## WHAT THE TASK ASKS
Convert the material below into a numbered list, omitting blank lines and leaving out the pictures.

## MATERIAL SHOWN

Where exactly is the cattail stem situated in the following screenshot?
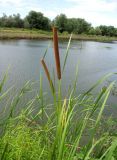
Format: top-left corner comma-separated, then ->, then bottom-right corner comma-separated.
53,27 -> 61,80
41,59 -> 55,93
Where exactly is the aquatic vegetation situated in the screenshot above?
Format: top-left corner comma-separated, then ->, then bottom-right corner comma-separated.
0,26 -> 117,160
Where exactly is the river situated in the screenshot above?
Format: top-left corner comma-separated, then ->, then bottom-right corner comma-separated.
0,40 -> 117,115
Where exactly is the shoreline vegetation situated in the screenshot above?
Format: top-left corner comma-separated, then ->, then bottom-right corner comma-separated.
0,28 -> 117,42
0,28 -> 117,160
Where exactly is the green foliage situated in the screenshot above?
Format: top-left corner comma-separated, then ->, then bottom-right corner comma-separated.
0,11 -> 117,37
53,14 -> 67,33
25,11 -> 50,30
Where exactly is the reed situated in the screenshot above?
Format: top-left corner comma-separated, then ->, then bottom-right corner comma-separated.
0,29 -> 117,160
53,27 -> 61,80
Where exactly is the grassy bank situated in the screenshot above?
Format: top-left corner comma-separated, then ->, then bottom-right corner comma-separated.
0,28 -> 117,42
0,26 -> 117,160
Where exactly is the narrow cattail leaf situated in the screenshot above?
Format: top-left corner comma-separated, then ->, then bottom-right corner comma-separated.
53,27 -> 61,80
62,34 -> 72,73
41,59 -> 55,93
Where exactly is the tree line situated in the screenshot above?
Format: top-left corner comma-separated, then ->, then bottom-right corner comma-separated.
0,11 -> 117,36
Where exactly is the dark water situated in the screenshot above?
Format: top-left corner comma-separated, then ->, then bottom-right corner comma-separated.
0,40 -> 117,115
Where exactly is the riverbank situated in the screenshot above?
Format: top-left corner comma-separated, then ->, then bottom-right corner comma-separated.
0,28 -> 117,42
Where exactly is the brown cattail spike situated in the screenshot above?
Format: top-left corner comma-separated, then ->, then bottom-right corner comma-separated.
41,59 -> 55,93
53,27 -> 61,80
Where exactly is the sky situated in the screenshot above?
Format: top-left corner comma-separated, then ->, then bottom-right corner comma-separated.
0,0 -> 117,27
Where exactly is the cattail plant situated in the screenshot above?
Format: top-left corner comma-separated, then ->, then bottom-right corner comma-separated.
41,59 -> 55,93
53,27 -> 61,80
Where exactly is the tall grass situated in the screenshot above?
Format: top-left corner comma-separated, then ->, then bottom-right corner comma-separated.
0,26 -> 117,160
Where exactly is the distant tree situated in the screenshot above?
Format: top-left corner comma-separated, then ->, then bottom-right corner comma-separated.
53,14 -> 67,33
95,27 -> 102,35
0,14 -> 24,28
25,11 -> 50,30
88,27 -> 96,35
66,18 -> 91,34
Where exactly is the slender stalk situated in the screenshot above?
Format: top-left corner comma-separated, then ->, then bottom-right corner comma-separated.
41,59 -> 55,93
53,27 -> 61,80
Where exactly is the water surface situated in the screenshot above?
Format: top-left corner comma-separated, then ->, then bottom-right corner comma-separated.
0,40 -> 117,115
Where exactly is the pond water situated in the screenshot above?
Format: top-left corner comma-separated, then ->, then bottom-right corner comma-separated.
0,40 -> 117,115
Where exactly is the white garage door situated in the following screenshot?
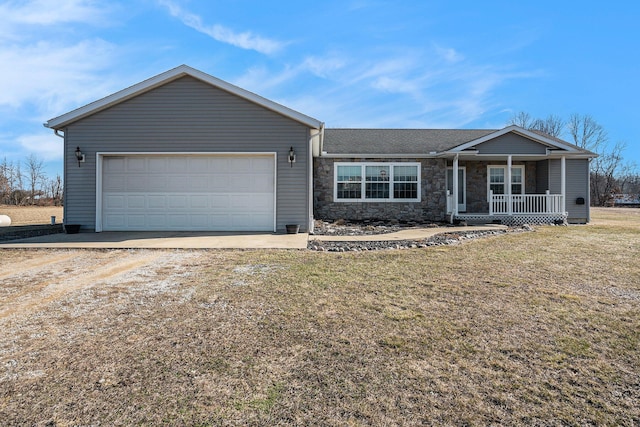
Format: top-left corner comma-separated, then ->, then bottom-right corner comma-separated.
102,155 -> 275,231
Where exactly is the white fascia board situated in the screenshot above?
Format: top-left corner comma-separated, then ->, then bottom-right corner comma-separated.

## SOLVED EXERCISE
1. Where exactly is the cattail stem situated in the following screenshot?
2. Format: top-left corner comma-separated, then ->, then bottom-right corner comma-separated.
3. 53,27 -> 61,80
4. 41,59 -> 55,93
5. Where exactly is the aquatic vegetation situated in the screenshot above?
6. Format: top-left corner comma-separated, then ->, then bottom-right corner comma-separated.
7. 0,26 -> 117,160
8. Where exactly is the river situated in the screenshot above?
9. Format: top-left corner comma-separated, then ->, then bottom-right corner comma-separated.
10. 0,40 -> 117,115
11. Where exactly is the shoreline vegetation situated in the screenshot above?
12. Format: top-left corner comma-separated, then ->, then bottom-right corner comma-separated.
13. 0,28 -> 117,42
14. 0,28 -> 117,160
15. Where exactly is the green foliage situated in the screenshot above?
16. Format: top-left corner comma-separated, then ->, then bottom-right corner comma-separated.
17. 0,11 -> 117,37
18. 53,14 -> 67,33
19. 25,11 -> 50,30
20. Where exactly is the reed situated in the screenshot above?
21. Format: top-left corner comma-separated, then ->, then bottom-right corner comma-separated.
22. 0,29 -> 117,160
23. 53,27 -> 61,80
24. Where exactly is the grassy bank situated in the screenshot above?
25. Format: top-left corner comma-separated, then ->, then bottom-right corner comma-separated.
26. 0,28 -> 117,42
27. 0,26 -> 117,160
28. Where exactly is the narrow cattail leaf situated in the screenshot above?
29. Format: top-left corner comma-separated, then ->, then bottom-right corner comma-separated.
30. 53,27 -> 61,80
31. 62,34 -> 72,73
32. 41,59 -> 55,93
33. Where exactly is the tree line situated in the screenshot above?
34. Format: top-left corner comma-separated, then ->, then bottom-right corner comma-separated.
35. 0,11 -> 117,36
36. Where exactly is the dark water situated in the screenshot above?
37. Format: top-left corner comma-separated, then ->, then bottom-right corner comma-separated.
38. 0,40 -> 117,115
39. Where exactly is the riverbank situated in the screenshot above?
40. Format: top-left corner comma-separated, then ->, then bottom-right corner comma-separated.
41. 0,28 -> 117,42
42. Where exactly is the brown cattail spike situated in the screenshot above?
43. Format: top-left corner comma-separated, then ->, then bottom-right corner comma-separated.
44. 41,59 -> 55,93
45. 53,27 -> 61,80
46. Where exactly is the sky situated in the screenshot above?
47. Format: top-left corner comma-separated, then ->, then bottom-right corner comma-separated.
48. 0,0 -> 117,27
49. Where exactly is the cattail plant situated in the screenshot above?
50. Format: top-left corner comma-separated, then ->, then bottom-right corner comma-separated.
51. 41,59 -> 55,93
52. 53,27 -> 61,80
53. Where exactly is the tall grass situated in the screenshot above?
54. Format: top-left corner comma-separated, then ->, then bottom-right corner comma-separated.
55. 0,26 -> 117,160
56. Where exactly is the distant tree situated in the screenshot above?
57. Format: top-left corner comma-separated, then ->, then bottom-right corner comma-separated.
58. 53,14 -> 67,33
59. 95,27 -> 102,35
60. 0,14 -> 24,28
61. 25,11 -> 50,30
62. 88,27 -> 96,35
63. 66,18 -> 91,34
64. Where exactly is the slender stalk situated in the screenshot above?
65. Format: top-left corner comma-separated, then ->, then bottom-right corner comma-separated.
66. 41,59 -> 55,93
67. 53,27 -> 61,80
68. Where exactly is the water surface situated in the screenshot above?
69. Format: top-left corner comma-separated, then ->, then bottom-right corner comma-separated.
70. 0,40 -> 117,115
71. Where exactly is the pond water situated in the screenshot above?
72. Format: top-left corner comma-separated, then ->, then bottom-right corner comma-separated.
73. 0,40 -> 117,115
74. Where exactly is the white garage door situated in the following screenshot?
75. Format: top-left corner comma-separated, then ->, then bottom-right corner comma-separated.
76. 102,155 -> 275,231
77. Where exactly is the white fascia board situated in the screenshot above?
78. Format: top-left corner comma-separated, then ->, then bottom-right corner comma-separated.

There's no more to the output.